*Verilen metin*.

——————

Sevgi ve Muhabbet-2
Allah’ın bizi sevdiğini bilirsek, biz de Allah’ı daha çok seveceğiz.
Allah Resulü (s.a.a)’in ve Ehl-i Beyt (a.s)’ın biz Şiileri sevdiklerini, defalarca bu sevgilerini göstermiş ve açıklamış olduklarını bilsek ve anlasak, Ehl-i Beyt’in sevgisi kalbimize daha çok yerleşecektir.
Nitekim Allah (c.c) Kur’ân-ı Kerim’de defalarca kendi muhabbetini açığa vurmuş ve bunlardan sadece bir ayet olan: “Şüphesiz Allah o kimseleri sever ki…” ayetinde; temizlenenleri, tövbe edenleri, temizlik arayanları, iyilik edenleri, takva sahiplerini, tevekkül edenleri, çokça sabredenleri, eşitlik ve adalet taraftarlarını sevdiğini buyurmaktadır.
Yine başka bir ayette, hem Allah’ın onları sevdiği, hem de onların Allah’ı sevdikleri[1] kimi insanları hatırlatmaktadır. Bu nükteye dikkat, Allah’ın sevgisini kalplerde alevlendirir. Masum imamlar, kendi muhabbetlerini taraftarlarına ibraz ettikleri vakit, bu aşkı izharı, karşı tarafta aşk meydana getirirdi.

——————

*Sağlanan girdiler*.
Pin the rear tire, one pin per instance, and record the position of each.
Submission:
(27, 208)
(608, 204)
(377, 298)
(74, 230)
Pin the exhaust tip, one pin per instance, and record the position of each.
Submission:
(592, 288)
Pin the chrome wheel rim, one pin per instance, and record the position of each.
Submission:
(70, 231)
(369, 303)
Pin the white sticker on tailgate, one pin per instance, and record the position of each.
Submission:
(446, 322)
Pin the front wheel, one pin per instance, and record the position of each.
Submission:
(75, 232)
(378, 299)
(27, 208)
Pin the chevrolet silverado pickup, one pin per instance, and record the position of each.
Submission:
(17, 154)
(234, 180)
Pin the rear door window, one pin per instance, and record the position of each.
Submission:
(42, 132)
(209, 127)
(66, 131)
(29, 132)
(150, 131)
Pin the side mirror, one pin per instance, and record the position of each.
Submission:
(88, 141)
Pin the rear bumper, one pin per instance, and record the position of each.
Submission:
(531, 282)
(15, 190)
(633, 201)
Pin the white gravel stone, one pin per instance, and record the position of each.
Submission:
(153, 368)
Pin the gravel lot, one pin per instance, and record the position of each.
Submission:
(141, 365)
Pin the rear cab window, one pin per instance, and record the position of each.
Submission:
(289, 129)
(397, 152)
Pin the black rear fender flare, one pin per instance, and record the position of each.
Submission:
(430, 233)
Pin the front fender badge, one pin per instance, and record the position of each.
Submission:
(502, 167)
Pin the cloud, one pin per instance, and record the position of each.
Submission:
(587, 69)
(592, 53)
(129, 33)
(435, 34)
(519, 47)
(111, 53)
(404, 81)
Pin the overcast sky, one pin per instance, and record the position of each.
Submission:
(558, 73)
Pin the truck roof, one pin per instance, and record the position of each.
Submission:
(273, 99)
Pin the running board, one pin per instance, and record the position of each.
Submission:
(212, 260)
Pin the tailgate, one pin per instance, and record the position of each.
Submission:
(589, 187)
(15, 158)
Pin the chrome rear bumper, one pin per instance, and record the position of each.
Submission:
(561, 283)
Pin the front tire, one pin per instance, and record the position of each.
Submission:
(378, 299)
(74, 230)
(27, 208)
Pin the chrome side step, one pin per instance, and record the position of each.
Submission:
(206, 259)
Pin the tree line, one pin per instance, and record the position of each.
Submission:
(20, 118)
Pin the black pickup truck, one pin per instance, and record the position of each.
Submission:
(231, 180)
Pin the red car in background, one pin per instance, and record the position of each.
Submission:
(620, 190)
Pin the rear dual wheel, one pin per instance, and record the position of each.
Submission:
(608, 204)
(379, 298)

——————

*Verilen görev*.
Verilen metnin "Allah Resulü (s.a.a)’in" ifadesinden "taraftarlarını sevdiğini buyurmaktadır." ifadesine kadar uzanan bölümünü birebir kopyalayın. Girdilerin bu işle hiçbir ilgisi yoktur.

*Nihai cevap*.
Allah Resulü (s.a.a)’in ve Ehl-i Beyt (a.s)’ın biz Şiileri sevdiklerini, defalarca bu sevgilerini göstermiş ve açıklamış olduklarını bilsek ve anlasak, Ehl-i Beyt’in sevgisi kalbimize daha çok yerleşecektir.
Nitekim Allah (c.c) Kur’ân-ı Kerim’de defalarca kendi muhabbetini açığa vurmuş ve bunlardan sadece bir ayet olan: “Şüphesiz Allah o kimseleri sever ki…” ayetinde; temizlenenleri, tövbe edenleri, temizlik arayanları, iyilik edenleri, takva sahiplerini, tevekkül edenleri, çokça sabredenleri, eşitlik ve adalet taraftarlarını sevdiğini buyurmaktadır.